** Begin MATERIAL FOR THE TASK **

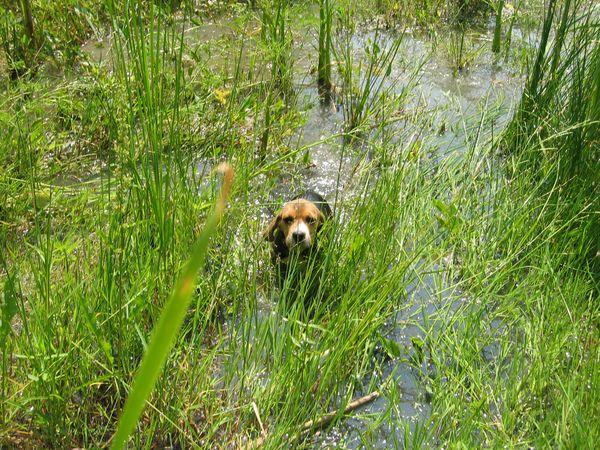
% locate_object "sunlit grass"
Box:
[0,0,600,448]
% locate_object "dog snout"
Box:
[292,231,306,244]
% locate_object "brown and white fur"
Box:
[264,190,332,264]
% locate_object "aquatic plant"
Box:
[317,0,333,103]
[0,0,600,448]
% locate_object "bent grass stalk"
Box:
[111,164,233,450]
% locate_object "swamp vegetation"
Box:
[0,0,600,448]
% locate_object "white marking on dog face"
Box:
[286,220,312,249]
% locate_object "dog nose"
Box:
[292,231,306,242]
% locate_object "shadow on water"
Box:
[78,10,528,448]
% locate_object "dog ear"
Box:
[263,214,281,242]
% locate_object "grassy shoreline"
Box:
[0,0,600,448]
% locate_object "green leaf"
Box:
[379,336,403,359]
[111,164,233,449]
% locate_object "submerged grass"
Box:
[0,1,600,448]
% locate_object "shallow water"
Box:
[78,13,531,448]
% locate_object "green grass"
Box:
[0,0,600,448]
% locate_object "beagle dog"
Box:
[263,190,332,265]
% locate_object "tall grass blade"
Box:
[111,165,233,449]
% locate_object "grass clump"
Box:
[0,1,600,448]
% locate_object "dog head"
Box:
[264,198,325,256]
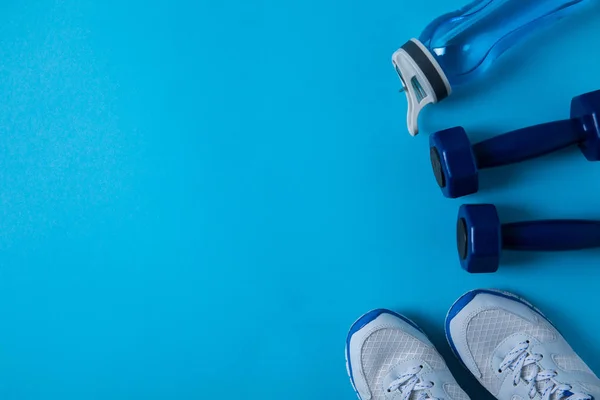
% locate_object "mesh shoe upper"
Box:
[346,310,469,400]
[446,290,600,400]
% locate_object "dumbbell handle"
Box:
[473,119,585,169]
[502,220,600,251]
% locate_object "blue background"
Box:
[0,0,600,400]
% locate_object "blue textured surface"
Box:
[0,0,600,400]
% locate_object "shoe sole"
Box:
[344,308,427,400]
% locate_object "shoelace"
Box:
[498,340,592,400]
[387,365,437,400]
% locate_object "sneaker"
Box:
[346,310,469,400]
[446,290,600,400]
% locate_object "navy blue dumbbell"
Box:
[456,204,600,273]
[429,90,600,198]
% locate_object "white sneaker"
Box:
[446,290,600,400]
[346,310,469,400]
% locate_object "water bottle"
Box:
[392,0,593,136]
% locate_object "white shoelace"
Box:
[499,340,592,400]
[387,366,437,400]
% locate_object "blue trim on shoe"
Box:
[346,308,425,397]
[445,289,554,368]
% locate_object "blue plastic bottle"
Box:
[392,0,593,136]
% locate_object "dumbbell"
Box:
[456,204,600,273]
[429,90,600,198]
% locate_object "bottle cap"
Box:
[392,39,452,136]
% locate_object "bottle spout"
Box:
[392,39,452,136]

** End MATERIAL FOR THE TASK **

* WORK TO DO *
Leave the pictures out and print the records above exactly as they stand.

* RESPONSE TO THE EXERCISE *
% locate_object "sunlit grass"
Box:
[0,0,600,448]
% locate_object "dog snout"
Box:
[292,231,306,244]
% locate_object "brown and white fur"
Box:
[264,190,332,264]
% locate_object "aquatic plant"
Box:
[317,0,333,103]
[0,0,600,448]
% locate_object "bent grass stalk"
Box:
[111,164,233,450]
% locate_object "swamp vegetation"
Box:
[0,0,600,448]
% locate_object "white marking on dog face"
Box:
[286,220,312,249]
% locate_object "dog nose"
Box:
[292,231,306,242]
% locate_object "shadow on water"
Box:
[78,10,528,448]
% locate_object "dog ear"
Box:
[263,214,281,242]
% locate_object "grassy shoreline"
Box:
[0,0,600,448]
% locate_object "green leaf"
Box:
[379,336,403,359]
[111,164,233,449]
% locate_object "submerged grass"
Box:
[0,1,600,448]
% locate_object "shallow water"
Box:
[78,13,531,448]
% locate_object "green grass"
Box:
[0,0,600,448]
% locate_object "beagle dog"
Box:
[263,190,332,265]
% locate_object "tall grass blade"
Box:
[111,165,233,449]
% locate_object "grass clump"
Box:
[0,1,600,448]
% locate_object "dog head"
Box:
[264,198,325,256]
% locate_object "mesh shoe upper"
Box:
[346,310,469,400]
[446,290,600,400]
% locate_object "dumbbell handle"
Box:
[473,119,585,169]
[502,220,600,251]
% locate_object "blue background"
Box:
[0,0,600,400]
% locate_object "blue textured surface"
Box:
[0,0,600,400]
% locate_object "shoe sole"
Box:
[344,308,427,400]
% locate_object "shoelace"
Box:
[498,340,592,400]
[387,365,437,400]
% locate_object "sneaker"
Box:
[346,310,469,400]
[446,290,600,400]
% locate_object "navy blue dumbbell"
Box:
[456,204,600,273]
[429,90,600,198]
% locate_object "white sneaker"
Box:
[446,290,600,400]
[346,310,469,400]
% locate_object "water bottle"
Box:
[392,0,593,136]
% locate_object "white shoelace"
Box:
[499,340,592,400]
[387,366,437,400]
% locate_object "blue trim on shoe"
Box:
[346,308,425,397]
[445,289,554,368]
% locate_object "blue plastic bottle"
Box:
[392,0,593,136]
% locate_object "dumbbell"
Box:
[456,204,600,273]
[429,90,600,198]
% locate_object "bottle cap"
Box:
[392,39,452,136]
% locate_object "bottle spout"
Box:
[392,39,452,136]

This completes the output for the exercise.